In the post about nine Processing sketches, what does the Serendipity sketch visualize? Please answer in one sentence.

• [Excerpt to read]:
"""

Nine words, nine Processing sketches

Following on from my nine images and one video, the next part of the brief was to use Processing to create a response to the same nine words. I’ve included the code for each, as per the brief, although WordPress unfortunately mangles Processing’s nice auto formatting. It also makes this post very long, but you can skip through all the code sections if you’re so inclined. Without further ado…

1: Serendipity

I mentioned this in a previous post, but here it is again for good measure. It’s a visualisation of the numbers drawn over fifty draws of the National Lottery. Here’s the Processing code for it, although it won’t work without the data file.

"""

Dataset records:
"""

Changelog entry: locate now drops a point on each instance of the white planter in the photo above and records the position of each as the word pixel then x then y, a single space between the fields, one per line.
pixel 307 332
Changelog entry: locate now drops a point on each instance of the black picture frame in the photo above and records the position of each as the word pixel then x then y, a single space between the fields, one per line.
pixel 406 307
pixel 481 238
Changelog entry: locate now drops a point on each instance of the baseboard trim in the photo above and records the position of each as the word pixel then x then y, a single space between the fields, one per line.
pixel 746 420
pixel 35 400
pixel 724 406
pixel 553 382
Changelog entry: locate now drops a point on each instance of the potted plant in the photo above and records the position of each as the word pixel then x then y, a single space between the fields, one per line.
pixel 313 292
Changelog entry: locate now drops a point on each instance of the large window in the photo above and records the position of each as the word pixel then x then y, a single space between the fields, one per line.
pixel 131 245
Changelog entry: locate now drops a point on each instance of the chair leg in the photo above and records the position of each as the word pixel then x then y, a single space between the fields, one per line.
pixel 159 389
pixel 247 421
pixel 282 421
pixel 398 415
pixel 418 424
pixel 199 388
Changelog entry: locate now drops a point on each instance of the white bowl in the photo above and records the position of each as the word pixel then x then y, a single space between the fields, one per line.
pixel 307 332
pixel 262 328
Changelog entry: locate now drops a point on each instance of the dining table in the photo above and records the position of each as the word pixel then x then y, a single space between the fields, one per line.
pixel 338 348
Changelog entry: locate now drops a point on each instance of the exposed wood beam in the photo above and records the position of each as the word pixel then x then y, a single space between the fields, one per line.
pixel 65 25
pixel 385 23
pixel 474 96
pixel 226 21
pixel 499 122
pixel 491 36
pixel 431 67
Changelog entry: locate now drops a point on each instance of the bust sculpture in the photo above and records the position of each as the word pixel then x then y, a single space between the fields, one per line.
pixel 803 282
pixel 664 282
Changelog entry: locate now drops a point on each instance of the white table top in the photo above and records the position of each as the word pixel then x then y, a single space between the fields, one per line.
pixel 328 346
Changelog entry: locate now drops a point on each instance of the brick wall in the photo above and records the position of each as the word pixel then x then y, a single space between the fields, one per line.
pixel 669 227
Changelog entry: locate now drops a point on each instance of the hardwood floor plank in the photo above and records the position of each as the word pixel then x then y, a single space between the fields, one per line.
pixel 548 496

"""

• [Output below]: It visualizes the numbers drawn over fifty draws of the National Lottery.